*Given data*
⁂

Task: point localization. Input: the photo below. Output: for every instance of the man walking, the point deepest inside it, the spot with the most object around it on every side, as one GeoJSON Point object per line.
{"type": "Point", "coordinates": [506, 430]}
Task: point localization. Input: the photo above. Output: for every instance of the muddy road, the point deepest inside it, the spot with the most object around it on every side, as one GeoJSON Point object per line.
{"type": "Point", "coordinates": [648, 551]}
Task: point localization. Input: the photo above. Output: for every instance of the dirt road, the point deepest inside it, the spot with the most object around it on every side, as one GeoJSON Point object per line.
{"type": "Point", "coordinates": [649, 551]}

⁂

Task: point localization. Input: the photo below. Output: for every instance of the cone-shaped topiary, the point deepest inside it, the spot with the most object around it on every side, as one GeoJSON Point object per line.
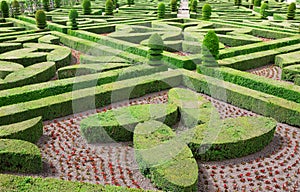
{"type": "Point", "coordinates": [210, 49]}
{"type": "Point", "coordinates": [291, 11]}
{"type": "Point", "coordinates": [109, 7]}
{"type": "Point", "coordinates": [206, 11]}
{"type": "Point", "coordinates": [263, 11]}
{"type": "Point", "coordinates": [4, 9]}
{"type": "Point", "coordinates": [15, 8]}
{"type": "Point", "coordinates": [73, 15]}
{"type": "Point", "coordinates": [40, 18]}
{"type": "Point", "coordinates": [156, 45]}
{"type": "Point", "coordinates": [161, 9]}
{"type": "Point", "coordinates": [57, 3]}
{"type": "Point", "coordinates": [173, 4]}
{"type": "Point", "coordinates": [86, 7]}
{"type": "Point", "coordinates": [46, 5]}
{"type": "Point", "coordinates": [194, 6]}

⁂

*Goal*
Extract from the listing above every line that contains the word "muddy", copying each such line in full.

*Solution to this exercise*
Task: point localization. Input: the photo above. Output: for every instance of the muddy road, the point deepest inside it, the spot with the most object around it on every side, as one GeoJSON Point object per line.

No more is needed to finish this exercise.